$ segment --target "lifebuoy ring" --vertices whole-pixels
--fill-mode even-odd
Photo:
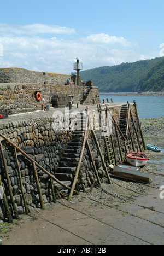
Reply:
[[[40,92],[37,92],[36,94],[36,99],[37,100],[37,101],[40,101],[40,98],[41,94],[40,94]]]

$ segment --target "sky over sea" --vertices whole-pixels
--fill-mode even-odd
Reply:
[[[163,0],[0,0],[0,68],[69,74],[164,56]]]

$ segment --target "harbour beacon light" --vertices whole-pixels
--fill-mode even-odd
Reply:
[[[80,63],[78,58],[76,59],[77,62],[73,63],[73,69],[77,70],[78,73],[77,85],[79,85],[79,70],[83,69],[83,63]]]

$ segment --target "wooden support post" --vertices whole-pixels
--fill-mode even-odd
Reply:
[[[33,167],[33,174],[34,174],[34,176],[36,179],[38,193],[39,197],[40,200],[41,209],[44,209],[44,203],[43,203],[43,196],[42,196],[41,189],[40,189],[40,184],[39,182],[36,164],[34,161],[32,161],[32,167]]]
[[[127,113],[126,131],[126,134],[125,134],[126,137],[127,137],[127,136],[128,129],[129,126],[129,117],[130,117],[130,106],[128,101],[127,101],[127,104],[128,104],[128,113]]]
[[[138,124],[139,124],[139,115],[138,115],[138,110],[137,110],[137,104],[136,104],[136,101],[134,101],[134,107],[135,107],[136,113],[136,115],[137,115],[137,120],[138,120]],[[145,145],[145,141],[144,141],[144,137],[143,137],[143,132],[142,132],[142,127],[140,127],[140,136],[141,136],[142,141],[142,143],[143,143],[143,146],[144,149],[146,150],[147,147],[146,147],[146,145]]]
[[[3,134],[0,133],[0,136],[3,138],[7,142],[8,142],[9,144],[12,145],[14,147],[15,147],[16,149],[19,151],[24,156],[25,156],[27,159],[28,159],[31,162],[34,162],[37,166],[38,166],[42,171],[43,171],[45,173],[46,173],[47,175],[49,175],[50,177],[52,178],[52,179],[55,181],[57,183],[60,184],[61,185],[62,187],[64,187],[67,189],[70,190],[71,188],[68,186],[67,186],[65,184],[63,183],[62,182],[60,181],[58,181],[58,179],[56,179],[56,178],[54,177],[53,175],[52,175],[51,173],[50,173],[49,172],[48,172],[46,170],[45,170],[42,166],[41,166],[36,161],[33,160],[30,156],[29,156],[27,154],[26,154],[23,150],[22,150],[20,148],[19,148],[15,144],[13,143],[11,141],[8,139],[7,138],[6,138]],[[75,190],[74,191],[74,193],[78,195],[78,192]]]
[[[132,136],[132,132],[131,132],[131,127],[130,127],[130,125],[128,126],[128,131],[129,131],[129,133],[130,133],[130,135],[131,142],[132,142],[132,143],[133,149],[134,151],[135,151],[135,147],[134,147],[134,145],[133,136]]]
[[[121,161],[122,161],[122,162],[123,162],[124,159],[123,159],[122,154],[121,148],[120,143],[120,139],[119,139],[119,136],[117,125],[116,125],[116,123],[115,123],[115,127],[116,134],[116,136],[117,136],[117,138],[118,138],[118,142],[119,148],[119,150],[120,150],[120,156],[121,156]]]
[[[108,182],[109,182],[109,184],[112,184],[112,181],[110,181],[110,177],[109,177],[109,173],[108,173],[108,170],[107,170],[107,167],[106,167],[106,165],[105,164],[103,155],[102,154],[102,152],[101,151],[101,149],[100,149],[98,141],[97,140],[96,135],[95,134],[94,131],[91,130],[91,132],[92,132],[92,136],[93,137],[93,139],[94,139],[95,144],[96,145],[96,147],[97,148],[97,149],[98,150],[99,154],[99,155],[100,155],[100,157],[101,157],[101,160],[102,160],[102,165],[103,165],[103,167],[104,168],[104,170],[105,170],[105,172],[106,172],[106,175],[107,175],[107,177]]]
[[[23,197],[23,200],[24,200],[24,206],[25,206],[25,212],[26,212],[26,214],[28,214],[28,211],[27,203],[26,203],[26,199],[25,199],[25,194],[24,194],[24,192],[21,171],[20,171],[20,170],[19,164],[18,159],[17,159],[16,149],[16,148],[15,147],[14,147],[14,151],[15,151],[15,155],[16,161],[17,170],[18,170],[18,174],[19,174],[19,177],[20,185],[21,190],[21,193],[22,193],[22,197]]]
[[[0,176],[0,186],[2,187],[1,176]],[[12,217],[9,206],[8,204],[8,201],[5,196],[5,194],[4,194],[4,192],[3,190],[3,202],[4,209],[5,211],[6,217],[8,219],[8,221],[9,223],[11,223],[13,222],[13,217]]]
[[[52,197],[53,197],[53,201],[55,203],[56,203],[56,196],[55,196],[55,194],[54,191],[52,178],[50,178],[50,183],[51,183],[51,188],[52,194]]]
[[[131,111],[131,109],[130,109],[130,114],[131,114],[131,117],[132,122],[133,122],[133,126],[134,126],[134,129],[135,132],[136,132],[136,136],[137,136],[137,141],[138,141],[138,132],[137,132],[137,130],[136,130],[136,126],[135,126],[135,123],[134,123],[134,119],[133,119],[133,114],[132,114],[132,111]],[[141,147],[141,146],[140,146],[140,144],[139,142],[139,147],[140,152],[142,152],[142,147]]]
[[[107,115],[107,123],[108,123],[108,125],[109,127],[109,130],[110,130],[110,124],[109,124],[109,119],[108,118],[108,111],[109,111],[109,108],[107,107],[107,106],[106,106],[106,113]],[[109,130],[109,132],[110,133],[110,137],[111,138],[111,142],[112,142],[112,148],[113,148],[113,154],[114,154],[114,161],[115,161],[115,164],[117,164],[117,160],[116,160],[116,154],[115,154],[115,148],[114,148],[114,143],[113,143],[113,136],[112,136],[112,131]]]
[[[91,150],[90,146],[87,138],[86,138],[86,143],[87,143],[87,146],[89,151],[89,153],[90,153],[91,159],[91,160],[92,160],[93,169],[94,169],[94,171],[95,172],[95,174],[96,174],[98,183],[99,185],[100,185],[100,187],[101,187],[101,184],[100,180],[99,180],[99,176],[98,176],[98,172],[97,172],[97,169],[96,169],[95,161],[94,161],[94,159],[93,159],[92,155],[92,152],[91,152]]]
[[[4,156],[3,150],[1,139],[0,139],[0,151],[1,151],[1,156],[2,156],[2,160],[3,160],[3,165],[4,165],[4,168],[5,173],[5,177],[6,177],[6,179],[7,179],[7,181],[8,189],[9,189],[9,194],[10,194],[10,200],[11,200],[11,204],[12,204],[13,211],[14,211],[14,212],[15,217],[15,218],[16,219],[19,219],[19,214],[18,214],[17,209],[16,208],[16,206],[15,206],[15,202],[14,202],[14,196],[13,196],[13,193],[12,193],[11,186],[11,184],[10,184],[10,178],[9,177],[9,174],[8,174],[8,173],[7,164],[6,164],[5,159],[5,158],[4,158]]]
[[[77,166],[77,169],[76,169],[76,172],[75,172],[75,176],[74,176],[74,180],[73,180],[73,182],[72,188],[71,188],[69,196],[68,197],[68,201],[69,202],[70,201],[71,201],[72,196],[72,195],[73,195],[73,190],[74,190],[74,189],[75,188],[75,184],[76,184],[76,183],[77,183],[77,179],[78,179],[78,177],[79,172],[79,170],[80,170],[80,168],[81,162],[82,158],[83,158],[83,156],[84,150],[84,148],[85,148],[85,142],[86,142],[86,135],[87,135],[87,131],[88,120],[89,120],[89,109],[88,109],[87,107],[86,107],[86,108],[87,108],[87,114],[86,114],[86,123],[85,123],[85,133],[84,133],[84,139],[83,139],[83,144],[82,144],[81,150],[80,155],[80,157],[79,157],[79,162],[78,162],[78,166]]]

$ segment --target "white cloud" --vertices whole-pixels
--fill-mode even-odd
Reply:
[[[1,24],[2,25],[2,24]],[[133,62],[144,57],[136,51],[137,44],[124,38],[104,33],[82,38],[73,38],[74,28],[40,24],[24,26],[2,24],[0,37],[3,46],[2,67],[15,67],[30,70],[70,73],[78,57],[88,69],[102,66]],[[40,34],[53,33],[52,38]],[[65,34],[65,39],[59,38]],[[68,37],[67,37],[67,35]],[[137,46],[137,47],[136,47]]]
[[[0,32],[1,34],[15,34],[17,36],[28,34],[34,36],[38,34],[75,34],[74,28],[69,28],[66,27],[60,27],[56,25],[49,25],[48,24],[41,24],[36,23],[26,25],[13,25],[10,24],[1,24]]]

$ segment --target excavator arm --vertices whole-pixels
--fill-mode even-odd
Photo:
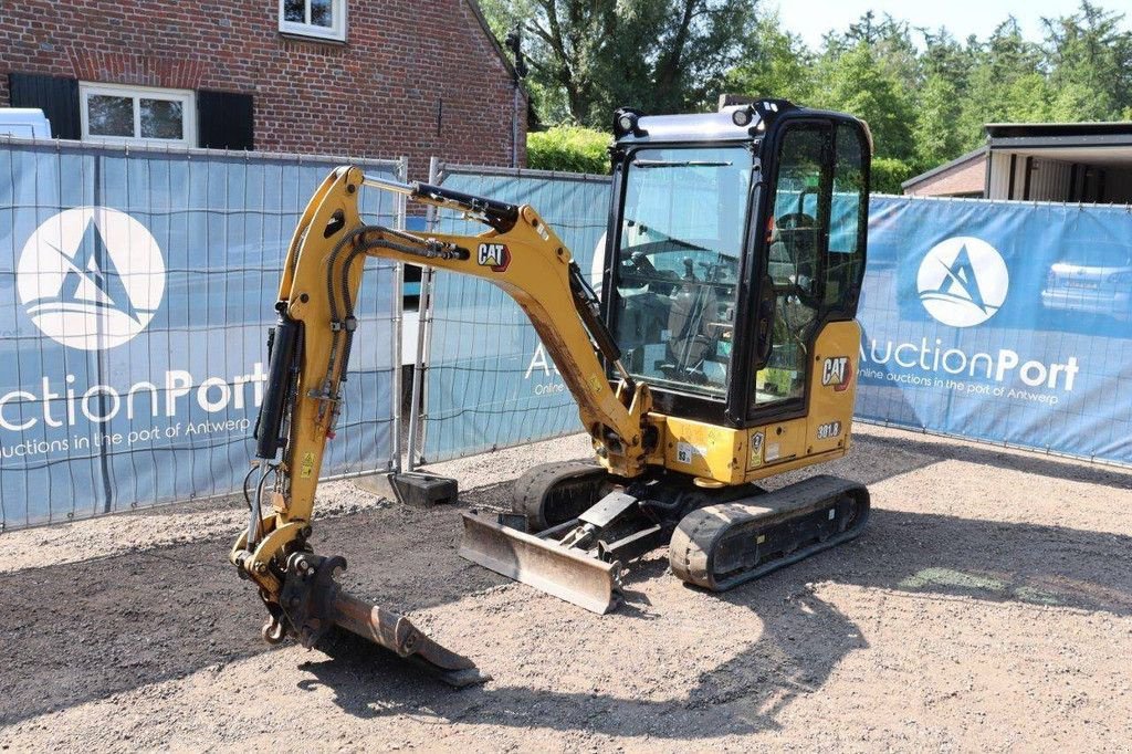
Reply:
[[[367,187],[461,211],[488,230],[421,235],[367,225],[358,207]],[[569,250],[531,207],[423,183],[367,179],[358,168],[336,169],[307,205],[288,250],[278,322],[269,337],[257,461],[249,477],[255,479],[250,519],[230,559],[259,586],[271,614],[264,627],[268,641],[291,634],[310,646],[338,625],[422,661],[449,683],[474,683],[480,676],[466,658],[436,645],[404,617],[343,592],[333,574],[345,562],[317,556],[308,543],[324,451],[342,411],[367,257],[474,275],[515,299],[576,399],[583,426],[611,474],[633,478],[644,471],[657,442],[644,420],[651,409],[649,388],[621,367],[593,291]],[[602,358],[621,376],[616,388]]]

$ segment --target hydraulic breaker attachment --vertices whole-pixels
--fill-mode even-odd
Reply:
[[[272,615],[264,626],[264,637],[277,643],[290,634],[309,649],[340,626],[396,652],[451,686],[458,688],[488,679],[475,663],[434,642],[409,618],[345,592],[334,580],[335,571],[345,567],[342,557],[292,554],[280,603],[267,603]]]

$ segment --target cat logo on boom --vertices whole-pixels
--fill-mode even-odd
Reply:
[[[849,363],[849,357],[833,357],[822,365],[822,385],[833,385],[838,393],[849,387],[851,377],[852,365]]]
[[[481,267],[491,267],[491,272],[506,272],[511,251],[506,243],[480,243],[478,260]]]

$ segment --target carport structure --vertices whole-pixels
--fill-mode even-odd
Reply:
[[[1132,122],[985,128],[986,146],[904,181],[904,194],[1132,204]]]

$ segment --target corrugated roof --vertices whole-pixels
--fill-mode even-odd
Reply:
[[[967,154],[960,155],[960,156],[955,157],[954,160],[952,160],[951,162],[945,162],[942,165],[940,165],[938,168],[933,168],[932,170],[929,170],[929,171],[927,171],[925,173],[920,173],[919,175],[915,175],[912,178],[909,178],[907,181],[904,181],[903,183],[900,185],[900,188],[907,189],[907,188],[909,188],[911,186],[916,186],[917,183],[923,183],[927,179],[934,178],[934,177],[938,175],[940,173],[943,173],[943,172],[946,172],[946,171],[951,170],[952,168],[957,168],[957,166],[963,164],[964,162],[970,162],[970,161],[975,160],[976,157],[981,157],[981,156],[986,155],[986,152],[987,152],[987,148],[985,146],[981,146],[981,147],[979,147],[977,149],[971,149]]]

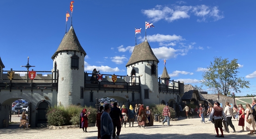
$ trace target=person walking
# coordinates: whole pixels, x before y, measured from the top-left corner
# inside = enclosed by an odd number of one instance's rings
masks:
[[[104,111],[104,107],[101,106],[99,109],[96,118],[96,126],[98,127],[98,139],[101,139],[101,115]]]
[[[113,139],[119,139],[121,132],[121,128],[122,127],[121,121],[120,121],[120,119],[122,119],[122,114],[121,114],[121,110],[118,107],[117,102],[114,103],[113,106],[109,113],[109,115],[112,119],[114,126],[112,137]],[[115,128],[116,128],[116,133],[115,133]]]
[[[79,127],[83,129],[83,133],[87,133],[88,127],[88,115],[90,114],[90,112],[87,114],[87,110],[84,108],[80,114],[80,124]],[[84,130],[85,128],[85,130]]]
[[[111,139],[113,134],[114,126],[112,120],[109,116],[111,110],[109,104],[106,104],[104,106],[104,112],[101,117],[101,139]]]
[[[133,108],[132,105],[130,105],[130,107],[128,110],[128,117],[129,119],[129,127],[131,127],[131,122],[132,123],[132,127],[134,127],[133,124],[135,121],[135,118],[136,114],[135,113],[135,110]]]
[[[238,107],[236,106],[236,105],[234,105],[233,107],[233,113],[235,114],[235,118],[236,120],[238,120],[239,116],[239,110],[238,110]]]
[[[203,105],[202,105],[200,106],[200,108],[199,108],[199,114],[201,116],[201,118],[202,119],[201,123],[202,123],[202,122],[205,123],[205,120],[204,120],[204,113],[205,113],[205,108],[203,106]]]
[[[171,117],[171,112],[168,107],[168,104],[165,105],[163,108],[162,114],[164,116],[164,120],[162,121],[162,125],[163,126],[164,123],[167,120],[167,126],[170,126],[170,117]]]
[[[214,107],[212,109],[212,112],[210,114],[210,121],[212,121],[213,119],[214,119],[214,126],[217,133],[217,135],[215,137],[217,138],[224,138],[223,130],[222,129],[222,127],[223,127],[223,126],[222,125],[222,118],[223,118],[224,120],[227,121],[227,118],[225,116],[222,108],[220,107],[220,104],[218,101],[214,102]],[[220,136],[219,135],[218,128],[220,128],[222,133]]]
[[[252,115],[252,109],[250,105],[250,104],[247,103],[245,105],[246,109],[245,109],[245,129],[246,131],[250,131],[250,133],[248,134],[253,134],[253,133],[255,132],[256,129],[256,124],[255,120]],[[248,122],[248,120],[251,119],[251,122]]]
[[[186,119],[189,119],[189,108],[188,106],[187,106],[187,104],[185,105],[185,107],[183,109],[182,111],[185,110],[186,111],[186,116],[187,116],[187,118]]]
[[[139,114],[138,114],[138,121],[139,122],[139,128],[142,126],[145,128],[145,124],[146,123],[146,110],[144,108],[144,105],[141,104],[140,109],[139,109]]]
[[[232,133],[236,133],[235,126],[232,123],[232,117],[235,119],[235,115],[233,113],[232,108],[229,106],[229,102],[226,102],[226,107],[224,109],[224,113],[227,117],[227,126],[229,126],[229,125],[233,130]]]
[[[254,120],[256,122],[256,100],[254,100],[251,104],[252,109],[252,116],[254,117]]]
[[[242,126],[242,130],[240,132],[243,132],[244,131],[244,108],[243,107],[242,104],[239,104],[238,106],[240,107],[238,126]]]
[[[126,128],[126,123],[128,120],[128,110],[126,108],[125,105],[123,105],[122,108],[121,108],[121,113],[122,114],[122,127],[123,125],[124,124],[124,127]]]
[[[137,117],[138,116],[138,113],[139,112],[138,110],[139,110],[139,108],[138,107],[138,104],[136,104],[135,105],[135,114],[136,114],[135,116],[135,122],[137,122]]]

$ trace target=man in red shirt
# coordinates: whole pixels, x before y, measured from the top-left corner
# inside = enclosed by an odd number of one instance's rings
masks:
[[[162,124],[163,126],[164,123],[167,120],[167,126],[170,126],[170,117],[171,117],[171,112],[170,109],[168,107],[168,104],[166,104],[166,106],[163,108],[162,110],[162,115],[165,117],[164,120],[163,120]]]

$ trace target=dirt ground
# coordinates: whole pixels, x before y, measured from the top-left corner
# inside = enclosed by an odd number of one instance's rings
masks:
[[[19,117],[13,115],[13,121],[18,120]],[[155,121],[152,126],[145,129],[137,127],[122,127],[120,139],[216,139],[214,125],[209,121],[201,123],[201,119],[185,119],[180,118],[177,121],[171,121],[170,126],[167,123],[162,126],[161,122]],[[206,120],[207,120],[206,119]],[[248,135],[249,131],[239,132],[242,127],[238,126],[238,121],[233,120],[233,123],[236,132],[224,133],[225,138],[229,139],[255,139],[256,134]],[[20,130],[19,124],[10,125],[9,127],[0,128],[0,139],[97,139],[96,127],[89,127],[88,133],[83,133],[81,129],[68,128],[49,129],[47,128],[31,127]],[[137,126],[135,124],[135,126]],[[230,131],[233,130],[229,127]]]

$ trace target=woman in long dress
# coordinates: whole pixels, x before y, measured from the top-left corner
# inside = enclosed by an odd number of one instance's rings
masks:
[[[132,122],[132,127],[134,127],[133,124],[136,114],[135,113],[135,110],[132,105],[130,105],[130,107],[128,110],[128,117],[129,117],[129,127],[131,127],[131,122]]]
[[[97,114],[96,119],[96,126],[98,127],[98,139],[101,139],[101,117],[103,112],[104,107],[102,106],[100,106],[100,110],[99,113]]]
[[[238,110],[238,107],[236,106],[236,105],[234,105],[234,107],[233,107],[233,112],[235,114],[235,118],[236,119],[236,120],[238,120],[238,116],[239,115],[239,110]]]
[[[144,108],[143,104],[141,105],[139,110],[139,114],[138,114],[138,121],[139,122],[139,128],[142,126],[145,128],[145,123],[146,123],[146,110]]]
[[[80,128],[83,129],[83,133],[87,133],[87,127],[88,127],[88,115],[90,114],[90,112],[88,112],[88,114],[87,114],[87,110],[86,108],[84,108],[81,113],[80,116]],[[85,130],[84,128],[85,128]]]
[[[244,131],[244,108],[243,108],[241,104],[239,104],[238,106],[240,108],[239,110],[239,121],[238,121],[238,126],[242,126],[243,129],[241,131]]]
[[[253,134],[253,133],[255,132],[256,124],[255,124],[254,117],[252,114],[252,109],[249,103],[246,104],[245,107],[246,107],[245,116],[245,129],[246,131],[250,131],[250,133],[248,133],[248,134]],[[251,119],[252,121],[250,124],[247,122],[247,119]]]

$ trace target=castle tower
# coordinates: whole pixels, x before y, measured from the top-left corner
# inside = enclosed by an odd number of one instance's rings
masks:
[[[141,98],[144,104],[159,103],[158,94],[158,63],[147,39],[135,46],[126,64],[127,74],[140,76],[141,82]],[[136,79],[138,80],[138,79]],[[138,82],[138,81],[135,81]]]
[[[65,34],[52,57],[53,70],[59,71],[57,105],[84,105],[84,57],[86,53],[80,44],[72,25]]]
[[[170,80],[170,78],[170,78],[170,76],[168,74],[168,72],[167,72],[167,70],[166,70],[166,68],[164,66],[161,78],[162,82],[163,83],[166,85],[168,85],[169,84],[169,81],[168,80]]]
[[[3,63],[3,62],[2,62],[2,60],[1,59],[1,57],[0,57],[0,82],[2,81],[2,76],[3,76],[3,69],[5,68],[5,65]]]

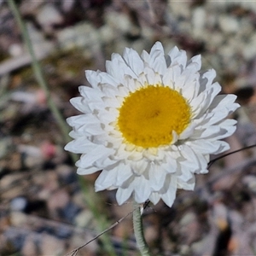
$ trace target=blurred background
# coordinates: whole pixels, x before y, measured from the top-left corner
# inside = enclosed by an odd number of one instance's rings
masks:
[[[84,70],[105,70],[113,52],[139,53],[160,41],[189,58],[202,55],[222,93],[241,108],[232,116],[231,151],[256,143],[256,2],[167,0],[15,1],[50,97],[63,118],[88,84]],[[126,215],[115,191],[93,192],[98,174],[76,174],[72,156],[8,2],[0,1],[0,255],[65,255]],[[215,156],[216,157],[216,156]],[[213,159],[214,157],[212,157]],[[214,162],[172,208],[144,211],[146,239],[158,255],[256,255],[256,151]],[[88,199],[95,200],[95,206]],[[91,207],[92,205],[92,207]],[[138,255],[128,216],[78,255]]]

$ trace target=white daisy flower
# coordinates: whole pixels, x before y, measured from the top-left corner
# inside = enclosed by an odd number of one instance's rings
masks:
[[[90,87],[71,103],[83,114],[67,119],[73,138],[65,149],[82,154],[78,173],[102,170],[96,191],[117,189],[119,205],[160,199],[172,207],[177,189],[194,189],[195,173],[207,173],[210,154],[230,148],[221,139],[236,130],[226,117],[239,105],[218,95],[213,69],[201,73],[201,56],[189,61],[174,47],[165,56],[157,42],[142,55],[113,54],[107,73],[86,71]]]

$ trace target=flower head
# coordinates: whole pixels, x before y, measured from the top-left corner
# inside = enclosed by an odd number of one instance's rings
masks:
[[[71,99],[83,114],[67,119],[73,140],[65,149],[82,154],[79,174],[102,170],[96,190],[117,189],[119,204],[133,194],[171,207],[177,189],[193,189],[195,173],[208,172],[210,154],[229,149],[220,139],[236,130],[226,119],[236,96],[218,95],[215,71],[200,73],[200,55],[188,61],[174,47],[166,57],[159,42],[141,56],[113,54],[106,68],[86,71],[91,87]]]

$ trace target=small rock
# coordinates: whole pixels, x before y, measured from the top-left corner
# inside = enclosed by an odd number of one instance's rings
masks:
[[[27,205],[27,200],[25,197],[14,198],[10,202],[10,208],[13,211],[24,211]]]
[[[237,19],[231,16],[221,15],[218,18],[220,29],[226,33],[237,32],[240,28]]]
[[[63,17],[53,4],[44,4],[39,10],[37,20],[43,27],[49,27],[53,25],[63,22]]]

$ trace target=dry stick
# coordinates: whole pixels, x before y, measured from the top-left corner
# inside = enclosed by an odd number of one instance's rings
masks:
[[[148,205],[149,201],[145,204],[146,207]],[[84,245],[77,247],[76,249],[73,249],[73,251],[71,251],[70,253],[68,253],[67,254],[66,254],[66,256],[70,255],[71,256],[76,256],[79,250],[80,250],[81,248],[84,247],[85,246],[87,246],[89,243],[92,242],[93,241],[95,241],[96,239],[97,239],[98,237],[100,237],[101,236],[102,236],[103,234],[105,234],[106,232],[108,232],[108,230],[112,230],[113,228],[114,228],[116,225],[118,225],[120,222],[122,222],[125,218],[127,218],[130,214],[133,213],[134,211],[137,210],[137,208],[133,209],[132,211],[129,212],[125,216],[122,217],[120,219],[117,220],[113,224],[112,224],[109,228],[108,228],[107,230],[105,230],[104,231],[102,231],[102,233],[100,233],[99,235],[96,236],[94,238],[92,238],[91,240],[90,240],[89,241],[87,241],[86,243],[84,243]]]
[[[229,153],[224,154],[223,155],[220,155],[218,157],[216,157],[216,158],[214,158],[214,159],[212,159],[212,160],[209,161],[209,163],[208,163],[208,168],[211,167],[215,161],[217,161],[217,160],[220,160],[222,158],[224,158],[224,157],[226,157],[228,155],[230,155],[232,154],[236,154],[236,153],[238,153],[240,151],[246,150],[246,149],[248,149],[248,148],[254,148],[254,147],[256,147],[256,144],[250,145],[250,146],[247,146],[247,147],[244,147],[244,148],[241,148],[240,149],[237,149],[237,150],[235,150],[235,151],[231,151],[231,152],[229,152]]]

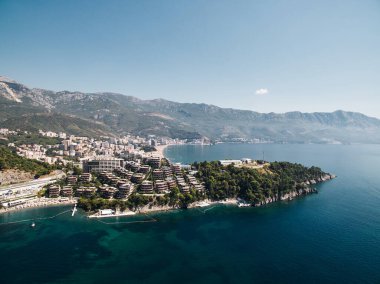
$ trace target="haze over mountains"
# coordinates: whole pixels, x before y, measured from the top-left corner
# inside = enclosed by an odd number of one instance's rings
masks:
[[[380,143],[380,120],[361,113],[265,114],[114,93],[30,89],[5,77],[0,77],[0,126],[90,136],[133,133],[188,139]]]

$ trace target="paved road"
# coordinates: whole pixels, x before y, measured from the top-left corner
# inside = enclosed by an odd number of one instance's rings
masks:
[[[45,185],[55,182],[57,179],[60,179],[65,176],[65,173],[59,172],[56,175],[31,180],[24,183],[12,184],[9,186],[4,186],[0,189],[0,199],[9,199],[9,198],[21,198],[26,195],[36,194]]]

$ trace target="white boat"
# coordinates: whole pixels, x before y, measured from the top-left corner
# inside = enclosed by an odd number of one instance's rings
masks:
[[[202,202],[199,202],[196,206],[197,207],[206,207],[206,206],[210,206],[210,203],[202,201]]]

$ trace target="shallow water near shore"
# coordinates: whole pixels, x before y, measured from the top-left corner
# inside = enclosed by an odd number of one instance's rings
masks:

§

TASK OBJECTIVE
Which lines of the data contain the string "flower"? Pull out each of them in full.

FINAL RESULT
$ trace target=white daisy flower
$ trace target=flower head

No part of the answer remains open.